### Selected passage:

Data-driven probabilistic structural health monitoring via stochastic functional time series models

Students

Motivations and Objectives

Novel sensing technologies enable aerial vehicles to continuously gather information related to their operating and structural states. Incipient damage can be detected, localized and quantified with proper implementation of onboard sensor networks and SHM algorithms. 

On the other side, dynamic aeroelastic effects resulting from the interaction of the aerodynamic, elastic, and inertial forces require careful consideration throughout the design phase of the aircraft and pose a major safety-critical factor in the qualification of aircraft into service. Efforts towards developing system and model identification techniques for data-driven aeroelastic modeling, damage assessment and online parameter estimation have been previously made and tested. However, the treatment of constantly varying operating and structural states remains a significant challenge that needs to be addressed.

Method of Approach

  1. A range of high-fidelity finite element (FE) models has been developed, which contain an array of damage modes at predefined locations. The laminate configuration is parameterized via its structural properties, including laminate stacking sequence, ply orientation, ply thickness and corresponding material properties for each ply. The pre-defined damages are parameterized by their damage modes, locations and sizes. Each one of three damage modes is modeled by different patterns of mesh discontinuity and stiffness reduction. Also, a Bayesian model updating technique is applied to calibrate this numerical model with limited amount of experimental data. This process will create a pool of damage inputs-structure output data sets on a range of laminate configurations.
  2. The uncertainty modeling and quantification of the manufacturing variabilities and service-induced defects will be based on the proposed mesoscale and continuum (FE) models and implemented via Bayesian inversion accounting for potential statistical dependencies of material elasticity tensors along with a metamodeling technique utilizing stochastic spectral embedding (SSE). Prior information about the model parameters will be extracted based on preliminary experiments and prior expert knowledge (the research team has access to relevant experimental data that will be employed at the initial stage of the project).
  3. Leveraging system identification techniques, we are developing a data-driven stochastic time series modeling approach for the effective representation of wave/vibration dynamics under progressing damage conditions, environmental/operational conditions and laminate configuration. And develop a unified probabilistic SHM diagnostics framework for composite structures that makes optimal use of distributed and potentially noise-corrupted, ultrasound/vibrational signals and can: (i) detect fatigue damage precursors, (ii) identify the damage mode and (iii) follow damage evolution via integrated probabilistic localization and quantification (extraction of decision confidence intervals).
  4. For the experimental validation and assessment, a series of laboratory experiments are being performed on a protorype composite wing under various structural health states.

Current Work

  1. Modeling composite wing structure in with multi-fidelity FEM methods.
  2. Spectral analysis and parametric model identification for global damage identification on a composite wing structure.
  3. Leveraging Cramer-Rao lower bound in order to assess the accuracy, robustness and overall effectiveness of the damage state estimation methodology.

 

 

Sensor location and wing geometry
The composite wing structure along with the sensor and damage locations 

 

Damage diagnosis results
Indicative damage estimation results compared between sensors 1, 7, 10, and 11 for four damage cases. The real damage state is denoted by red "o" whereas state estimation by different sensors is denoted by "+". The obtained 99% confidence intervals for each case are shown as ellipsoids.
peiy_3
peiy_4
Indicative CRLB damage location estimation results based on data from sensor 1. Blue dotted lines present the obtained CRLB versus increasing estmation data length. The green vertical bars and magenta ellipsoids present the 99% confidence intervals based on a test data set. The magenta horizontal lines correspond to the CRLB of estimated damage location..
peiy_5
Indicative CRLB damage location estimation results based on data from sensor 1. Blue dotted lines present the obtained CRLB versus increasing estmation data length. The green vertical bars and magenta ellipsoids present the 99% confidence intervals based on a test data set. The magenta horizontal lines correspond to the CRLB of estimated damage location. The CRLB ellipses at the 99% confidence interval are presented for increasing estimation data length, i.e., from 500 samples (blue) to 10,000 samples (red). The color gradient corresponds to incrasing data length.

### The data:
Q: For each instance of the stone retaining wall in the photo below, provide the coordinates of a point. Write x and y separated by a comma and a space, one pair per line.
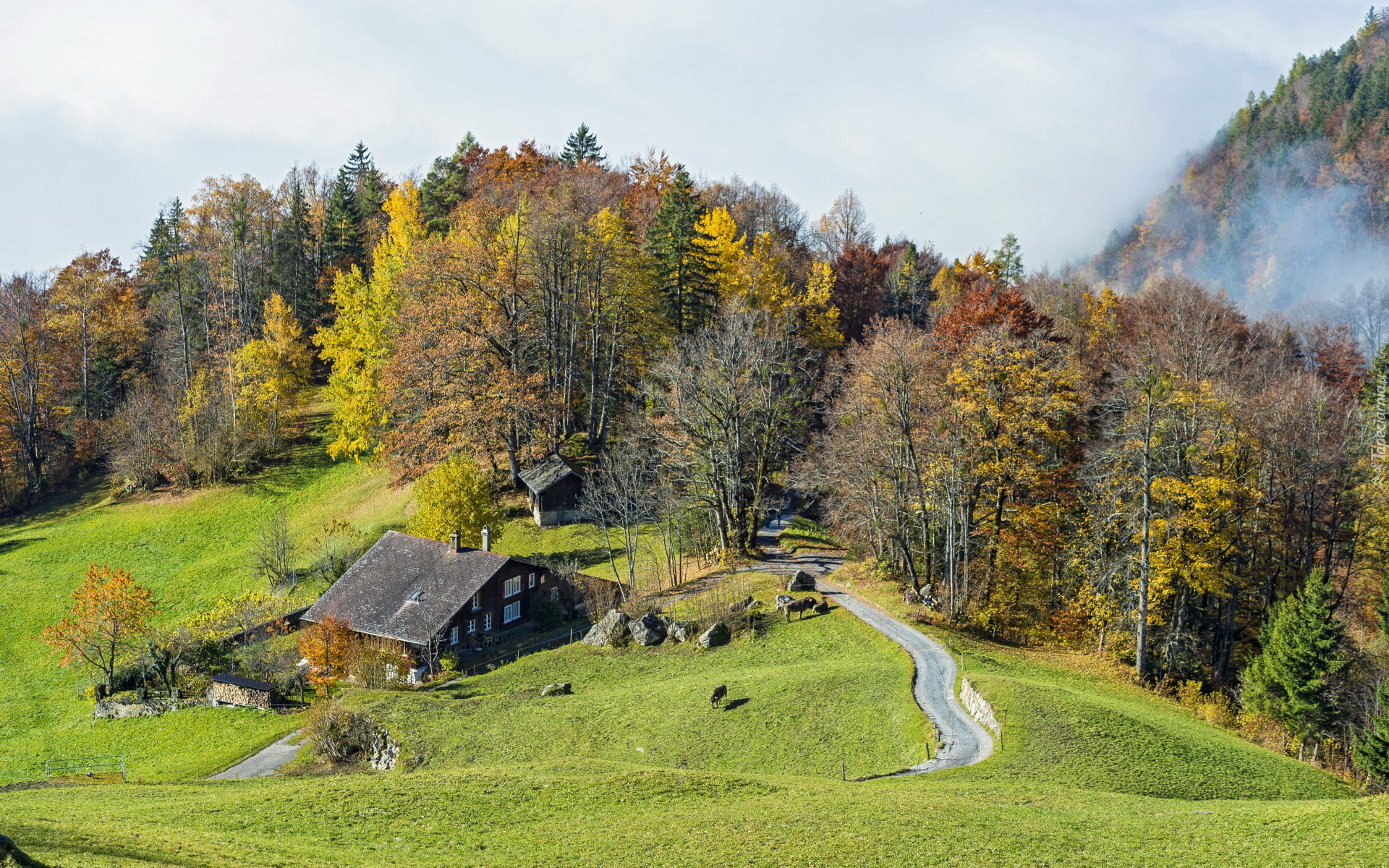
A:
977, 706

### Assigned task A:
In the project description, which sensors are compared in the indicative damage estimation results for the four damage cases?
### Assigned task B:
Write out the passage of the project description starting at "On the other" and ending at "to be addressed.".

### Task output A:
Sensors 1, 7, 10, and 11.

### Task output B:
On the other side, dynamic aeroelastic effects resulting from the interaction of the aerodynamic, elastic, and inertial forces require careful consideration throughout the design phase of the aircraft and pose a major safety-critical factor in the qualification of aircraft into service. Efforts towards developing system and model identification techniques for data-driven aeroelastic modeling, damage assessment and online parameter estimation have been previously made and tested. However, the treatment of constantly varying operating and structural states remains a significant challenge that needs to be addressed.